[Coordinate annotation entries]
--- BEGIN ---

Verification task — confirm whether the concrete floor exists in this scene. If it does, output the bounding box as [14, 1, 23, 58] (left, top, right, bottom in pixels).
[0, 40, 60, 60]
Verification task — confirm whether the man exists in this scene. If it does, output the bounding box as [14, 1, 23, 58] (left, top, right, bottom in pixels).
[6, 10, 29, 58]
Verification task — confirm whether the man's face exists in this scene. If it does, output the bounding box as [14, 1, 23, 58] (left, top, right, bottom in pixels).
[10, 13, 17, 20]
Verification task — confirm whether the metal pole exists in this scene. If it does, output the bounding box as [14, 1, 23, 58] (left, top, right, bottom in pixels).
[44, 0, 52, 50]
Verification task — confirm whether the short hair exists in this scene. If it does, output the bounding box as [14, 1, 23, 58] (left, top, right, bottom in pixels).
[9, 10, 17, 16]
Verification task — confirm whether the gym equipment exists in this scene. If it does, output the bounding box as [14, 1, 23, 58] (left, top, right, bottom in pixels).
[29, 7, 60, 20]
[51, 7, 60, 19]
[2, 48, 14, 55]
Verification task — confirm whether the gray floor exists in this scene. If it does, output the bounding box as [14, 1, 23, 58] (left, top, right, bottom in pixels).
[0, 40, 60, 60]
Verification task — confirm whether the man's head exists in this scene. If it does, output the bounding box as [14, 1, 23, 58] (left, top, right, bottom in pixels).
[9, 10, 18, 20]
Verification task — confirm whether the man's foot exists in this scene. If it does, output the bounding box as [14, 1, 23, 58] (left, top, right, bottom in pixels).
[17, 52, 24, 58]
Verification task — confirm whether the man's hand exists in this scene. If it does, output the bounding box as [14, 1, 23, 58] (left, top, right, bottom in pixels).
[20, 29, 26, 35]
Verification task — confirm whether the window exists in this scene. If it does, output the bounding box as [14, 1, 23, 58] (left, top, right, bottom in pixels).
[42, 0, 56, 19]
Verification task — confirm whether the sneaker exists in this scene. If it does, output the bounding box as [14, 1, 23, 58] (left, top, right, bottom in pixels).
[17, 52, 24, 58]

--- END ---

» Stated goal
Rewrite every entry above, putting "is visible in this scene" wherever "exists in this scene" occurs and leaving everything else unchanged.

» Answer in full
Verification task — confirm whether the concrete floor is visible in this scene. If it does, output the bounding box as [14, 1, 23, 58] (left, top, right, bottom in pixels).
[0, 40, 60, 60]
Verification task — confirm whether the man is visible in this scene. If it does, output the bounding box as [14, 1, 23, 58] (left, top, right, bottom in pixels).
[6, 10, 29, 58]
Verification task — confirm whether the man's face is visible in this scene. If it does, output the bounding box as [14, 1, 23, 58] (left, top, right, bottom in pixels).
[10, 13, 17, 20]
Verification task — confirm whether the metal pole is visible in this scene. If it does, output the bounding box as [14, 1, 23, 58] (left, top, right, bottom in pixels).
[44, 0, 52, 50]
Verification task — confirm whether the short hair is visible in this scene. If it does, output the bounding box as [14, 1, 23, 58] (left, top, right, bottom in pixels).
[9, 10, 17, 16]
Verification task — confirm whether the gym equipment is visible in this scene. If it does, output the bounding box as [14, 1, 23, 58] (left, top, right, bottom in pixels).
[29, 7, 60, 20]
[51, 7, 60, 19]
[2, 48, 14, 55]
Verification task — confirm whether the gray floor is visible in this scene. If it does, output the bounding box as [14, 1, 23, 58] (left, top, right, bottom in pixels).
[0, 40, 60, 60]
Verification task — confirm whether the man's head is visible in this scene. If it does, output the bounding box as [14, 1, 23, 58] (left, top, right, bottom in pixels).
[9, 10, 18, 20]
Verification task — confirm whether the man's foot is visible in this scene. If it does, output the bounding box as [14, 1, 23, 58] (left, top, right, bottom in pixels).
[17, 52, 24, 58]
Verification task — confirm whether the man's hand is visible in this scene. If it does, output the bounding box as [14, 1, 23, 58] (left, top, right, bottom in pixels).
[20, 29, 26, 35]
Verification task — confirm whether the window is visible in this scene. If it does, output the bounding box as [14, 1, 23, 58] (left, top, right, bottom in pixels).
[42, 0, 56, 19]
Verification task — confirm whether the sneaker is visible in this scene. If it does, output the bounding box as [14, 1, 23, 58] (left, top, right, bottom in pixels).
[17, 52, 24, 58]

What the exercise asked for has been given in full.